* [Aim of the exercise]:
Read the listing below and copy out every line that holds "then".

* [Given records]:
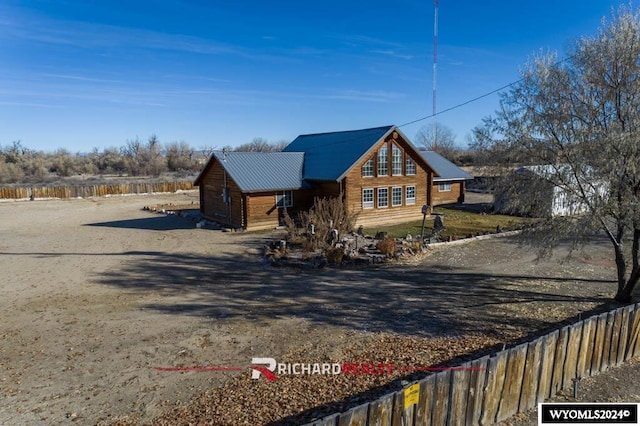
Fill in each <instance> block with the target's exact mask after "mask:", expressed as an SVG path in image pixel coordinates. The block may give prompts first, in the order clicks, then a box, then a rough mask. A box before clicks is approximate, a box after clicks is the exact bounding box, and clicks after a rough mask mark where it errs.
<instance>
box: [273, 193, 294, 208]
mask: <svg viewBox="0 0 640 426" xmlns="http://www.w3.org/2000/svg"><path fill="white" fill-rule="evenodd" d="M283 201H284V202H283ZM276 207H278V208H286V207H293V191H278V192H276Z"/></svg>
==
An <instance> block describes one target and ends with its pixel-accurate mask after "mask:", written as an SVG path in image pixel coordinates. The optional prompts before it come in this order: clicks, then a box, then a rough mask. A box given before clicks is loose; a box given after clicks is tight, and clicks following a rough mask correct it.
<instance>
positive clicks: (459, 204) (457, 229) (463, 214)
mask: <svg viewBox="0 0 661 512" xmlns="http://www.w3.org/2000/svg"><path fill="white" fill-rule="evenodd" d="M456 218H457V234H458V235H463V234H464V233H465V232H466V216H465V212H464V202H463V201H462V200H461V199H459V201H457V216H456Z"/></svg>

* [Task solution]:
Fill in each <instance> block with the target's exact mask after "mask:", expressed as an SVG path in image pixel coordinates. The block may give prompts first, in the order clicks, then a box, then a rough mask. A box before clicks is approximate, a box after clicks is the exact bounding box, and clicks after a rough mask mark where it errs.
An <instance> block describes one target and ends with its pixel-accurate mask after "mask:", written as an SVG path in image pixel coordinates. The optional prompts before it come in this order: clicks, then a box, then a rough mask. A box given before clicks is loose; a box given after clicks is tight, and clicks following a rough mask correct it.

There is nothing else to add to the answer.